* ASSIGNED TASK:
Return every line below as is, leaving out the pictures.

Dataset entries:

◇ ◇ ◇ ◇ ◇ ◇ ◇

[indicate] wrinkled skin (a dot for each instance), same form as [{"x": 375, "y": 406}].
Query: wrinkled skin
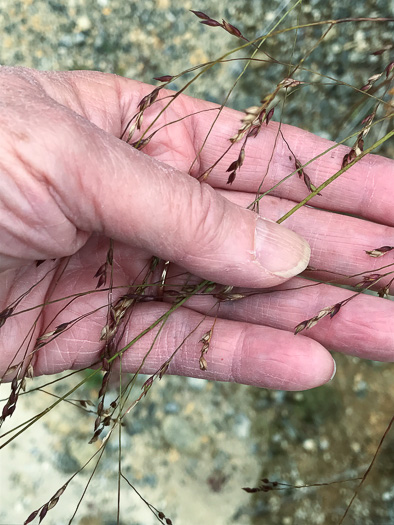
[{"x": 69, "y": 184}]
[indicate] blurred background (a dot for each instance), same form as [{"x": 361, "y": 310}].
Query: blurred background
[{"x": 191, "y": 445}]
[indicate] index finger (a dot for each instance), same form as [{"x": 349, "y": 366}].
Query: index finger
[{"x": 365, "y": 190}]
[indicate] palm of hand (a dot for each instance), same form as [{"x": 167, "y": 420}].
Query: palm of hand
[{"x": 253, "y": 339}]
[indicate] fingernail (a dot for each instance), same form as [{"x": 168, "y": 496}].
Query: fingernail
[
  {"x": 335, "y": 370},
  {"x": 279, "y": 250}
]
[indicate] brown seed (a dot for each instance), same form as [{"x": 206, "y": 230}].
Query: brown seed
[
  {"x": 200, "y": 14},
  {"x": 164, "y": 78}
]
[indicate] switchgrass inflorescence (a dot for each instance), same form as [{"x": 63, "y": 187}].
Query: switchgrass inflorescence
[{"x": 157, "y": 283}]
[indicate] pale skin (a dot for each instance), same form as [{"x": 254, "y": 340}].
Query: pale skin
[{"x": 69, "y": 184}]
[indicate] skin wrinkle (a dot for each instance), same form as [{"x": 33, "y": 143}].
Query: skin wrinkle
[{"x": 88, "y": 267}]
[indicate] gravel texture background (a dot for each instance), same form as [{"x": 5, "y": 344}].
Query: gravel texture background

◇ ◇ ◇ ◇ ◇ ◇ ◇

* RESULT BELOW:
[indicate] wrinkled skin (a dot for each instance), same form as [{"x": 375, "y": 406}].
Query: wrinkled skin
[{"x": 69, "y": 184}]
[indicate] blurred background (a dot for each instance), same form as [{"x": 361, "y": 310}].
Query: blurred background
[{"x": 191, "y": 445}]
[indicate] index finger (a dot for each instance), same form as [{"x": 349, "y": 366}].
Query: index finger
[{"x": 365, "y": 190}]
[indicate] palm of hand (a dot for each instance), same form as [{"x": 167, "y": 420}].
Query: palm of hand
[{"x": 253, "y": 339}]
[indicate] fingernail (a dot for each instance), same form as [{"x": 168, "y": 496}].
Query: fingernail
[
  {"x": 335, "y": 370},
  {"x": 279, "y": 250}
]
[indicate] brown seed (a dot for each instance), same form as [{"x": 206, "y": 230}].
Query: brown seed
[
  {"x": 200, "y": 14},
  {"x": 164, "y": 78}
]
[indicate] switchgrass inflorescence (a dot for each instance), same form as [{"x": 63, "y": 187}].
Query: switchgrass inflorescence
[{"x": 157, "y": 283}]
[indicate] pale skin (a dot for each instance), same form as [{"x": 254, "y": 340}].
Query: pale skin
[{"x": 69, "y": 184}]
[indicate] skin wrinkle (a dot for each instance), same form as [{"x": 33, "y": 143}].
Query: skin wrinkle
[{"x": 88, "y": 267}]
[indicate] gravel texture background (a dot for each instance), same form as [{"x": 5, "y": 344}].
Query: gravel texture background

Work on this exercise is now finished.